# WRITTEN EXERCISE
Render every line of the items as a Markdown table with the columns Row and Line, numbering rows in order and omitting blank lines and pictures.

(Records)
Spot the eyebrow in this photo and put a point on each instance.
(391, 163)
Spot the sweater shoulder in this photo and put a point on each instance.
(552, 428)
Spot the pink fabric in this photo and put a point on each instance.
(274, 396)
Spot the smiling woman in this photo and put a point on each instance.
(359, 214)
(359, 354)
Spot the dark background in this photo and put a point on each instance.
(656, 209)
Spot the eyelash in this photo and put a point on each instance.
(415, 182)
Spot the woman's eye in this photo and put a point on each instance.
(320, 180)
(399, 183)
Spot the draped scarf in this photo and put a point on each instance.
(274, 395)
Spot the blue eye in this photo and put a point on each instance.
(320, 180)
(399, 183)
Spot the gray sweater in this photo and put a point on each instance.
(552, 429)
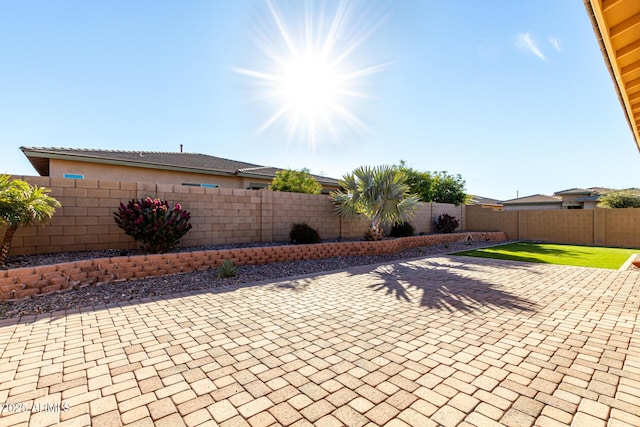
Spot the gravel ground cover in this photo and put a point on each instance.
(98, 296)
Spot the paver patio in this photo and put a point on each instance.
(437, 341)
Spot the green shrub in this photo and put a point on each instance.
(152, 223)
(403, 229)
(295, 182)
(227, 269)
(446, 224)
(301, 234)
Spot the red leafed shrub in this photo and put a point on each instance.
(153, 223)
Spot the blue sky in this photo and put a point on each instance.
(514, 96)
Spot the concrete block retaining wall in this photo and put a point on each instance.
(29, 281)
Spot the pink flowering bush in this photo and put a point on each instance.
(153, 223)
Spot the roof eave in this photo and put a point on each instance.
(598, 23)
(89, 159)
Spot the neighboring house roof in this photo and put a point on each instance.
(187, 162)
(574, 191)
(592, 198)
(617, 27)
(479, 200)
(536, 199)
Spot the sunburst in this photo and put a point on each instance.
(311, 79)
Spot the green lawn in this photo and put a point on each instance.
(581, 256)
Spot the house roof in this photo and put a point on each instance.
(179, 161)
(616, 24)
(479, 200)
(536, 199)
(574, 191)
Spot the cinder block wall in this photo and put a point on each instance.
(218, 215)
(605, 227)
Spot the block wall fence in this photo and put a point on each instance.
(599, 227)
(218, 215)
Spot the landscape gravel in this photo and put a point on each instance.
(75, 300)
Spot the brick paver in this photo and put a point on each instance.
(435, 341)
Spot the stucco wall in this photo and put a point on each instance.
(605, 227)
(218, 215)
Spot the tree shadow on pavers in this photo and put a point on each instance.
(444, 286)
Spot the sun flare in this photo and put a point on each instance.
(310, 77)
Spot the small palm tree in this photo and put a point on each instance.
(21, 204)
(379, 193)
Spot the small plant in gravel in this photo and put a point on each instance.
(153, 223)
(301, 234)
(22, 204)
(446, 224)
(403, 229)
(227, 269)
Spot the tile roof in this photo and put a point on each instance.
(193, 162)
(479, 200)
(533, 199)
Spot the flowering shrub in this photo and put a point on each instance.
(153, 223)
(446, 224)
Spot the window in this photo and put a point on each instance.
(192, 184)
(73, 176)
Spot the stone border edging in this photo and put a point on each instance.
(26, 282)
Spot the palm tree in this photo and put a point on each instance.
(21, 204)
(379, 193)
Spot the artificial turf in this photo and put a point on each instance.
(581, 256)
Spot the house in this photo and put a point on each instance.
(581, 198)
(616, 24)
(536, 201)
(573, 198)
(192, 169)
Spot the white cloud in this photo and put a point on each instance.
(555, 43)
(527, 43)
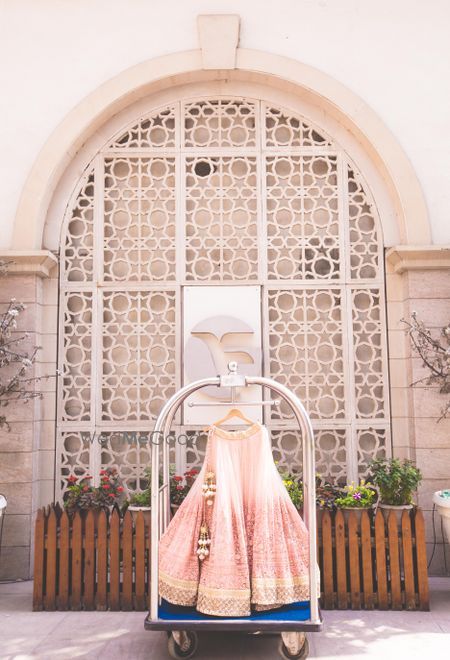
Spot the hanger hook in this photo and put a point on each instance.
(232, 367)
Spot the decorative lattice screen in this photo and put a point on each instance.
(220, 190)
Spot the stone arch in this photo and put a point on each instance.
(406, 221)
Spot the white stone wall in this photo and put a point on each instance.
(394, 55)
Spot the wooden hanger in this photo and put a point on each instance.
(234, 412)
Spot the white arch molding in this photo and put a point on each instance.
(366, 139)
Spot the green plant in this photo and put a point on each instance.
(294, 487)
(435, 354)
(396, 480)
(357, 497)
(143, 498)
(80, 495)
(17, 357)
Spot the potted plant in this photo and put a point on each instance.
(356, 498)
(294, 486)
(396, 482)
(180, 487)
(82, 496)
(326, 493)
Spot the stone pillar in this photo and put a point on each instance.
(27, 451)
(418, 279)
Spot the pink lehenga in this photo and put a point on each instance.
(257, 554)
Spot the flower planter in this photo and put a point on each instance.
(174, 508)
(398, 510)
(442, 502)
(357, 509)
(146, 512)
(80, 567)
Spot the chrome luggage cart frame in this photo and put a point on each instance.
(182, 642)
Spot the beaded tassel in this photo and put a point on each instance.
(208, 492)
(203, 542)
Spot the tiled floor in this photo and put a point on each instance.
(109, 635)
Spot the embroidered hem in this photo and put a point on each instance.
(266, 594)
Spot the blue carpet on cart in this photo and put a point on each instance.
(292, 612)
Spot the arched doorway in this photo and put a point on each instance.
(223, 190)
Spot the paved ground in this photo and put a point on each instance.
(111, 635)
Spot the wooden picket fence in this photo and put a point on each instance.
(102, 562)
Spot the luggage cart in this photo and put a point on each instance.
(292, 621)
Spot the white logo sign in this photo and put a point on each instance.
(214, 342)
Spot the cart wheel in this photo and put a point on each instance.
(182, 644)
(298, 648)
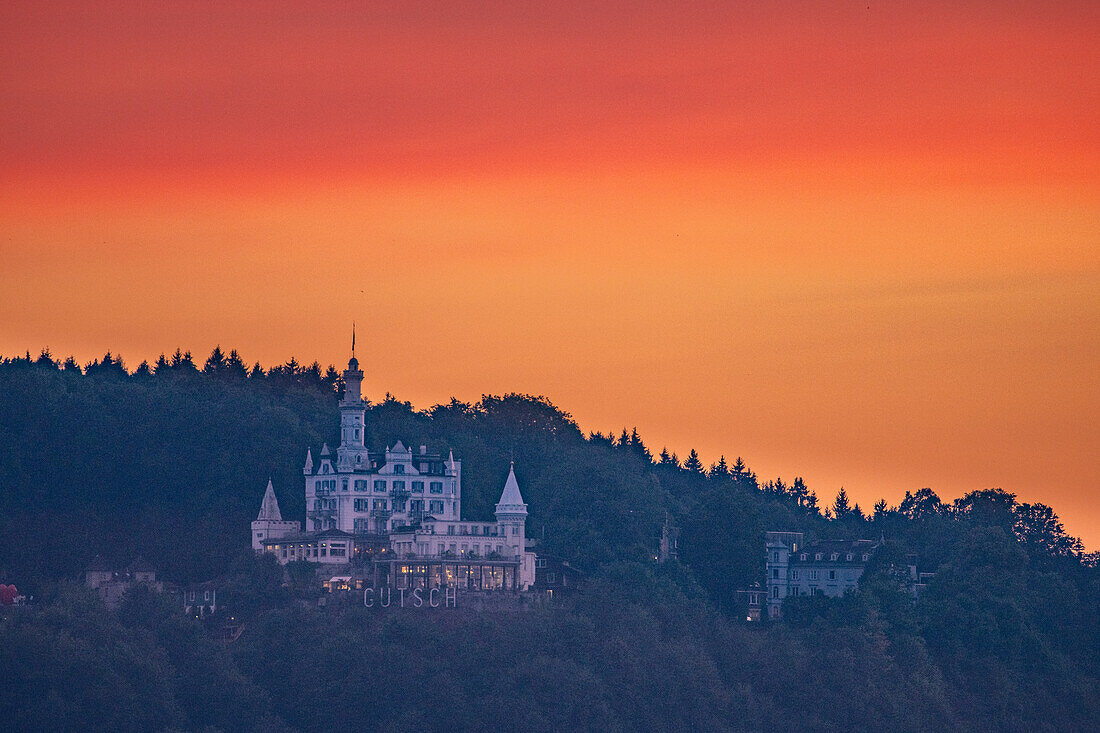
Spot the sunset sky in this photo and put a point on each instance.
(855, 242)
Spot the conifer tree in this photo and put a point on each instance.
(840, 506)
(216, 364)
(693, 463)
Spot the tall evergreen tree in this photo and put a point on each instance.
(840, 507)
(693, 465)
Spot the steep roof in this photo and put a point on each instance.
(268, 510)
(510, 500)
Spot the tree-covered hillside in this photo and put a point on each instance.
(168, 462)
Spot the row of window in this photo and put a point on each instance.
(795, 591)
(820, 556)
(380, 485)
(814, 575)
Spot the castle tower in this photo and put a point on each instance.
(270, 523)
(512, 515)
(352, 452)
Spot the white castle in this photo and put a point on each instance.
(396, 517)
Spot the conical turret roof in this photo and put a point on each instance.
(510, 502)
(268, 510)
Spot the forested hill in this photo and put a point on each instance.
(168, 462)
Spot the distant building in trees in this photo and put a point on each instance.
(823, 568)
(397, 516)
(111, 586)
(669, 547)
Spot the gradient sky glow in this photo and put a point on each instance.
(858, 242)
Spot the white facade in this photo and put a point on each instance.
(406, 501)
(824, 568)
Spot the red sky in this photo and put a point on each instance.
(858, 242)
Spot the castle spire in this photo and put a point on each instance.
(268, 510)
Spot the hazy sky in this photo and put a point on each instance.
(856, 242)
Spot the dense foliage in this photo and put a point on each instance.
(168, 462)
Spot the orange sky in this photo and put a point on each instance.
(858, 242)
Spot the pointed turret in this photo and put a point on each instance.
(268, 510)
(512, 516)
(512, 502)
(270, 523)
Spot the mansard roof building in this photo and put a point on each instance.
(398, 511)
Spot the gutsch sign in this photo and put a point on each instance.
(410, 598)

# SOLUTION FOR THIS EXERCISE
| Row | Line |
|---|---|
| 1 | Spot the eyebrow in this photo and put a point on each instance. |
| 2 | (391, 163) |
| 3 | Spot the sweater shoulder in this photo and put a point on each instance. |
| 4 | (552, 428) |
| 5 | Spot the pink fabric in this photo and put a point on each instance. |
| 6 | (274, 396) |
| 7 | Spot the smiling woman in this photo and put a point on each instance. |
| 8 | (359, 214) |
| 9 | (359, 354) |
| 10 | Spot the dark background in this photo and put a point on each instance. |
| 11 | (656, 209) |
| 12 | Spot the eyelash in this photo and put a point on each instance. |
| 13 | (415, 182) |
| 14 | Spot the woman's eye in this photo and put a point on each instance. |
| 15 | (320, 180) |
| 16 | (399, 183) |
| 17 | Spot the draped scarf in this photo and put a point on each instance. |
| 18 | (274, 395) |
| 19 | Spot the blue eye in this photo and put a point on each instance. |
| 20 | (320, 180) |
| 21 | (399, 183) |
| 22 | Spot the gray sweater in this photo and put a point on each instance. |
| 23 | (552, 429) |
| 24 | Spot the gravel ground cover in this photo and put a point on each instance. |
| 25 | (98, 296) |
| 26 | Spot the paver patio in this photo and put a point on each instance. |
| 27 | (437, 341) |
| 28 | Spot the green shrub in this photo and put a point on each instance. |
| 29 | (152, 223) |
| 30 | (403, 229) |
| 31 | (295, 182) |
| 32 | (227, 269) |
| 33 | (446, 224) |
| 34 | (301, 234) |
| 35 | Spot the red leafed shrub in this photo and put a point on each instance. |
| 36 | (153, 223) |
| 37 | Spot the blue sky in this photo and put a point on each instance. |
| 38 | (514, 96) |
| 39 | Spot the concrete block retaining wall in this photo and put a point on each instance. |
| 40 | (29, 281) |
| 41 | Spot the pink flowering bush in this photo and put a point on each instance. |
| 42 | (153, 223) |
| 43 | Spot the roof eave in this photo and put a point on each instance. |
| 44 | (598, 23) |
| 45 | (89, 159) |
| 46 | Spot the neighboring house roof in this photo and put a point on each instance. |
| 47 | (187, 162) |
| 48 | (574, 191) |
| 49 | (592, 198) |
| 50 | (617, 27) |
| 51 | (479, 200) |
| 52 | (536, 199) |
| 53 | Spot the sunburst in this photo and put a point on each instance. |
| 54 | (311, 79) |
| 55 | Spot the green lawn in this photo and put a point on each instance. |
| 56 | (581, 256) |
| 57 | Spot the house roof in this photo and put a point on each instance. |
| 58 | (179, 161) |
| 59 | (616, 24) |
| 60 | (479, 200) |
| 61 | (536, 199) |
| 62 | (574, 191) |
| 63 | Spot the cinder block wall in this photo and put a point on each instance. |
| 64 | (218, 215) |
| 65 | (605, 227) |
| 66 | Spot the block wall fence in this photo and put a point on each instance. |
| 67 | (599, 227) |
| 68 | (218, 215) |
| 69 | Spot the landscape gravel in this photo and put a point on each instance. |
| 70 | (75, 300) |
| 71 | Spot the brick paver in this photo and put a point on each instance. |
| 72 | (435, 341) |
| 73 | Spot the stucco wall in this photo and put a point on each instance. |
| 74 | (605, 227) |
| 75 | (218, 215) |
| 76 | Spot the tree shadow on pavers in this photo and put a point on each instance. |
| 77 | (444, 286) |
| 78 | Spot the sun flare in this photo and put a point on each instance. |
| 79 | (310, 77) |
| 80 | Spot the small palm tree in this photo and put a point on each instance. |
| 81 | (21, 204) |
| 82 | (379, 193) |
| 83 | Spot the small plant in gravel in this photo and put a point on each instance. |
| 84 | (153, 223) |
| 85 | (301, 234) |
| 86 | (22, 204) |
| 87 | (446, 224) |
| 88 | (403, 229) |
| 89 | (227, 269) |
| 90 | Spot the tile roof in this photo and put a point on each instance. |
| 91 | (193, 162) |
| 92 | (479, 200) |
| 93 | (533, 199) |
| 94 | Spot the flowering shrub in this photo and put a point on each instance. |
| 95 | (153, 223) |
| 96 | (446, 224) |
| 97 | Spot the window in this photo and put a point on each instance. |
| 98 | (192, 184) |
| 99 | (73, 176) |
| 100 | Spot the stone border edging in this photo and put a point on each instance. |
| 101 | (26, 282) |
| 102 | Spot the palm tree in this photo and put a point on each instance. |
| 103 | (21, 204) |
| 104 | (379, 193) |
| 105 | Spot the artificial turf in this photo and put a point on each instance. |
| 106 | (581, 256) |
| 107 | Spot the house in this photo and put a point on each instance. |
| 108 | (581, 198) |
| 109 | (616, 24) |
| 110 | (536, 201) |
| 111 | (573, 198) |
| 112 | (192, 169) |
| 113 | Spot the white cloud in this photo and put a point on each instance. |
| 114 | (555, 43) |
| 115 | (527, 43) |
| 116 | Spot the hanger hook in this photo and put a point on each instance. |
| 117 | (232, 367) |
| 118 | Spot the decorative lattice screen in this photo and put a point on each instance. |
| 119 | (220, 190) |
| 120 | Spot the stone arch in this photo and put a point on each instance. |
| 121 | (406, 221) |
| 122 | Spot the white stone wall in this photo and put a point on each instance. |
| 123 | (394, 55) |
| 124 | Spot the wooden hanger in this photo and put a point on each instance. |
| 125 | (234, 412) |
| 126 | Spot the white arch molding in this photo and put a point on each instance. |
| 127 | (366, 139) |
| 128 | Spot the green plant in this photo and put a point on each instance. |
| 129 | (294, 487) |
| 130 | (435, 354) |
| 131 | (396, 480) |
| 132 | (357, 497) |
| 133 | (143, 498) |
| 134 | (80, 495) |
| 135 | (17, 357) |
| 136 | Spot the potted plant in this photo and put a point on each instance. |
| 137 | (356, 498) |
| 138 | (294, 486) |
| 139 | (396, 482) |
| 140 | (180, 487) |
| 141 | (82, 496) |
| 142 | (326, 493) |
| 143 | Spot the stone pillar in this photo and put a point on each instance. |
| 144 | (27, 451) |
| 145 | (418, 279) |
| 146 | Spot the pink lehenga in this photo and put a point on each instance. |
| 147 | (257, 554) |
| 148 | Spot the flower planter in this photo and put a point on each instance. |
| 149 | (174, 508) |
| 150 | (398, 510) |
| 151 | (442, 502) |
| 152 | (357, 509) |
| 153 | (146, 512) |
| 154 | (80, 567) |
| 155 | Spot the chrome luggage cart frame in this photo and put a point on each instance. |
| 156 | (182, 642) |
| 157 | Spot the beaded tassel in this photo and put a point on each instance. |
| 158 | (208, 492) |
| 159 | (203, 542) |
| 160 | Spot the tiled floor in this photo and put a point on each instance. |
| 161 | (109, 635) |
| 162 | Spot the embroidered hem in this photo and put a point on each instance. |
| 163 | (266, 594) |
| 164 | Spot the blue carpet on cart in this photo and put a point on each instance. |
| 165 | (292, 612) |
| 166 | Spot the arched doorway in this photo and put a point on each instance. |
| 167 | (223, 190) |
| 168 | Spot the paved ground in this photo and put a point on each instance. |
| 169 | (111, 635) |
| 170 | Spot the wooden picket fence in this photo and put a point on each instance. |
| 171 | (102, 562) |
| 172 | Spot the luggage cart in this photo and put a point on each instance. |
| 173 | (292, 621) |
| 174 | Spot the white logo sign in this photo and put a point on each instance. |
| 175 | (214, 342) |
| 176 | Spot the cart wheel in this photo and put a point on each instance. |
| 177 | (182, 644) |
| 178 | (298, 648) |
| 179 | Spot the sunset sky in this photo and put a point on each instance. |
| 180 | (855, 242) |
| 181 | Spot the conifer tree in this photo and put a point on each instance. |
| 182 | (840, 506) |
| 183 | (216, 364) |
| 184 | (693, 463) |
| 185 | Spot the tall evergreen tree in this photo and put a point on each instance. |
| 186 | (840, 507) |
| 187 | (693, 465) |
| 188 | Spot the steep roof in this photo and put a point on each instance. |
| 189 | (268, 510) |
| 190 | (510, 500) |
| 191 | Spot the tree-covered hillside in this photo and put a point on each instance. |
| 192 | (168, 462) |
| 193 | Spot the row of window in this photo and put a point on each instance. |
| 194 | (795, 591) |
| 195 | (820, 556) |
| 196 | (380, 485) |
| 197 | (814, 575) |
| 198 | Spot the castle tower in this photo and put a point on each instance. |
| 199 | (270, 523) |
| 200 | (512, 515) |
| 201 | (352, 452) |
| 202 | Spot the white castle in this photo and put a point on each instance. |
| 203 | (396, 517) |
| 204 | Spot the conical turret roof in this photo and put a point on each instance. |
| 205 | (510, 502) |
| 206 | (268, 510) |
| 207 | Spot the forested hill in this photo and put a point on each instance. |
| 208 | (168, 462) |
| 209 | Spot the distant building in trees in this photo and put a point on each instance. |
| 210 | (823, 568) |
| 211 | (397, 516) |
| 212 | (111, 586) |
| 213 | (669, 547) |
| 214 | Spot the gradient sky glow in this photo and put a point on each instance. |
| 215 | (858, 242) |
| 216 | Spot the white facade in this photo and put a point on each instance. |
| 217 | (406, 501) |
| 218 | (824, 568) |
| 219 | Spot the red sky in this photo and put a point on each instance. |
| 220 | (858, 242) |
| 221 | Spot the castle spire in this photo and put a point on each instance. |
| 222 | (268, 510) |
| 223 | Spot the hazy sky in this photo and put a point on each instance. |
| 224 | (856, 242) |
| 225 | Spot the dense foliage in this photo and put a point on each instance. |
| 226 | (168, 462) |
| 227 | Spot the orange sky in this photo and put a point on each instance. |
| 228 | (858, 242) |
| 229 | Spot the pointed turret in this photo and put a point on each instance. |
| 230 | (268, 510) |
| 231 | (512, 516) |
| 232 | (512, 502) |
| 233 | (270, 523) |
| 234 | Spot the mansard roof building in this photo and put a point on each instance. |
| 235 | (398, 511) |
| 236 | Spot the gutsch sign in this photo and put a point on each instance. |
| 237 | (410, 598) |